Dataset extract section start

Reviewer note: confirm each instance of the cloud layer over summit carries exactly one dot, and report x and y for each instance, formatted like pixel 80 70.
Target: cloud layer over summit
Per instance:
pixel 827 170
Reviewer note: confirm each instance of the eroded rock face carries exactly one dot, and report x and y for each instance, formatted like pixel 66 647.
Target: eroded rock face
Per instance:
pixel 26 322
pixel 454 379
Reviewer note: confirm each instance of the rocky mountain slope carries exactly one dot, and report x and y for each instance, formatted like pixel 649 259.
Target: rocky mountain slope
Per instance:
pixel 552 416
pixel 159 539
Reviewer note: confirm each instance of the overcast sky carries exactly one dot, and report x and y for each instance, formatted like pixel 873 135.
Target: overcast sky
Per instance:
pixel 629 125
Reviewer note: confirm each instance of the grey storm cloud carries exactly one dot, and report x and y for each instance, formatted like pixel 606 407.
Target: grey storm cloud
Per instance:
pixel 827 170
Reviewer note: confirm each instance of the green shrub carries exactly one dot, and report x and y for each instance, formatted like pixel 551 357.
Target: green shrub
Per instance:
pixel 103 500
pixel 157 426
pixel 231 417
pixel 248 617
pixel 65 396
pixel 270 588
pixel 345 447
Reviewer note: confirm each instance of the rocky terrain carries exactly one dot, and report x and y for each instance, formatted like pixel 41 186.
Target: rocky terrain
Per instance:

Dataset extract section end
Dataset extract section start

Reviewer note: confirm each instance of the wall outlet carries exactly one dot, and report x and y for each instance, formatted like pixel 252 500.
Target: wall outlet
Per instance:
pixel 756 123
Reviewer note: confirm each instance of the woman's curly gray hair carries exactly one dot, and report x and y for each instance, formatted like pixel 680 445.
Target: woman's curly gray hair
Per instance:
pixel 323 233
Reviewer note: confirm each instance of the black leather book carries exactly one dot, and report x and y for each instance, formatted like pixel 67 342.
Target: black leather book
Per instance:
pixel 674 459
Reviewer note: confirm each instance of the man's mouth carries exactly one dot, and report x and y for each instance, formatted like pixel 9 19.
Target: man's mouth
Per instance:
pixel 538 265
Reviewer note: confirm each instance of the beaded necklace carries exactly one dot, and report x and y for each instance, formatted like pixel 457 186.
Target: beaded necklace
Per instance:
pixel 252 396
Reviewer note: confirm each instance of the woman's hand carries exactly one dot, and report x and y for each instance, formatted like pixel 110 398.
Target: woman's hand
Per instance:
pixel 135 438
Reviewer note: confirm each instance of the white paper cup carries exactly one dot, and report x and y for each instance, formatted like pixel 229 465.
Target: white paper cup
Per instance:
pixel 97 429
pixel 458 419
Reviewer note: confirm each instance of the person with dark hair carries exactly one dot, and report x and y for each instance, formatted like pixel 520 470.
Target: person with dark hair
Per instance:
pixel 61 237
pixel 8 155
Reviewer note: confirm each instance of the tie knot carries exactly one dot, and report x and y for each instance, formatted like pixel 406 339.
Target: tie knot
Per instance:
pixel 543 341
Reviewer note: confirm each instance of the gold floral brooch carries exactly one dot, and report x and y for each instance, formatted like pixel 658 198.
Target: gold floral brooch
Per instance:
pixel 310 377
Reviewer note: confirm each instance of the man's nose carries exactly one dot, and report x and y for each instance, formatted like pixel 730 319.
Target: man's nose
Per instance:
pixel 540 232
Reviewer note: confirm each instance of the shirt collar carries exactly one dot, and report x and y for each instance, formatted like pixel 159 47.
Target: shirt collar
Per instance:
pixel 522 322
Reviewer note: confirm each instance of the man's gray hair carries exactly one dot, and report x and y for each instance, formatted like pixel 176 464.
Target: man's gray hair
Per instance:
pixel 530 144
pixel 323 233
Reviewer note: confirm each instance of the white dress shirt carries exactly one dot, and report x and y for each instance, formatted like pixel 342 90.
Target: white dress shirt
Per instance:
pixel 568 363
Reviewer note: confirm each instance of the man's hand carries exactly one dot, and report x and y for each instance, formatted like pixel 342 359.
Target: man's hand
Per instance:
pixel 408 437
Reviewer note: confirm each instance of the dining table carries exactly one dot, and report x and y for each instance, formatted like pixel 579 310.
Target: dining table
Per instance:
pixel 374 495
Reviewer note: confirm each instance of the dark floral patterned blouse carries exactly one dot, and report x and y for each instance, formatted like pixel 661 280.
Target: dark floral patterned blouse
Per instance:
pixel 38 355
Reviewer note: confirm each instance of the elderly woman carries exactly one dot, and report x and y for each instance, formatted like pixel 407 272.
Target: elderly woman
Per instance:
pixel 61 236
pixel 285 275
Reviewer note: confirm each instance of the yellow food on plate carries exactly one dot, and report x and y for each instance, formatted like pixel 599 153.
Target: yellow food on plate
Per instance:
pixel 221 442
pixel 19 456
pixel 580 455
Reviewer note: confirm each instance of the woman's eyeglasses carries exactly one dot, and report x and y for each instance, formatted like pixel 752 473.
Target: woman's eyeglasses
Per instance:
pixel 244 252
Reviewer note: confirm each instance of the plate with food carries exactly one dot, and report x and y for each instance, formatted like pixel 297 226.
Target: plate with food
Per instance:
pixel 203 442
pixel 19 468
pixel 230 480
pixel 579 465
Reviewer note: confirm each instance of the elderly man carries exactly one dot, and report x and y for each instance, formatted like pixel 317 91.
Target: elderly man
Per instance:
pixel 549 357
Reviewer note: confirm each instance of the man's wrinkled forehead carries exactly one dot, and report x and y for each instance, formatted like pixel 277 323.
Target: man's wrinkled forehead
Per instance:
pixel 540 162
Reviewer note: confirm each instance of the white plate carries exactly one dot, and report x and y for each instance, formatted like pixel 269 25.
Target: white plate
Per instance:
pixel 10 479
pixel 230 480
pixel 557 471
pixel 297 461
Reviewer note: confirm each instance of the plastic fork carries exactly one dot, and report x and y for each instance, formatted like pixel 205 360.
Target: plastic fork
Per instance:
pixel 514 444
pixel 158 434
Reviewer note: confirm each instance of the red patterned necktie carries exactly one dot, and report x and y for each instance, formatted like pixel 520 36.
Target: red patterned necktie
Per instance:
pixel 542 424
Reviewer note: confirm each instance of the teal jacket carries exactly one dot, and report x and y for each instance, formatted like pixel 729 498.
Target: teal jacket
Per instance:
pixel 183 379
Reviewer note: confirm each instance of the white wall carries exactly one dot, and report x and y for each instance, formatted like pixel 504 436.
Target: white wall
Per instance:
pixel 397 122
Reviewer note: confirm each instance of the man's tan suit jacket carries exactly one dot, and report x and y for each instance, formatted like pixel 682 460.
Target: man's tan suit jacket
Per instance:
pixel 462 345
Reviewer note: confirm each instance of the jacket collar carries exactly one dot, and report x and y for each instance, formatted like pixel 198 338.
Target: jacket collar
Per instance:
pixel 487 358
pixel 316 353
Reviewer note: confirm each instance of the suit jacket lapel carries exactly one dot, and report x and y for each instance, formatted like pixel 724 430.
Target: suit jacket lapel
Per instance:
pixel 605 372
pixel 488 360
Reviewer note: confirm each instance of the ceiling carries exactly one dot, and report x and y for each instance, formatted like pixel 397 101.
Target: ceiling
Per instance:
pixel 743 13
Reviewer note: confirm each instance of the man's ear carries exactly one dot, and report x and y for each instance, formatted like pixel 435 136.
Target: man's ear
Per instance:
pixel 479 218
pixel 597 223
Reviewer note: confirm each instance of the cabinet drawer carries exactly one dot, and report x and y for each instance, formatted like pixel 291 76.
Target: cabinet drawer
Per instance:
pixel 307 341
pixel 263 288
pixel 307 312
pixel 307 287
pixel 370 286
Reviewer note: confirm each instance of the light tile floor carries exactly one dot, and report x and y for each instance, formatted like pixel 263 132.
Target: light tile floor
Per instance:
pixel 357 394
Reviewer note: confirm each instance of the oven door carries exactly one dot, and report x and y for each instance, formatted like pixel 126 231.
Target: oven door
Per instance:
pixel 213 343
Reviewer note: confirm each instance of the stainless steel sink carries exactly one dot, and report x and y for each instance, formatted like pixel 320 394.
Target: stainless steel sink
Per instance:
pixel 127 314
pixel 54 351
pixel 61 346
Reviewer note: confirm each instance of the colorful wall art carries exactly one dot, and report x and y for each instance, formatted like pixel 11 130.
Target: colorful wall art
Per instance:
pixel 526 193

Dataset extract section end

What you will do
The lines to return are those in the material above that hold "hair".

Answer below
Reviewer note: confirm each instance of the woman's curly gray hair carries exactly one dot, and report x and y for each instance, formatted like pixel 680 445.
Target: woman's curly gray hair
Reviewer note: confirm each instance of the person with dark hair carries exactly one dot, and report x and y for each instance, formatted like pixel 520 470.
Target: person with dark hair
Reviewer note: confirm each instance of the man's gray hair carries exactly one dot, and report x and y for each instance, formatted like pixel 176 464.
Target: man's gray hair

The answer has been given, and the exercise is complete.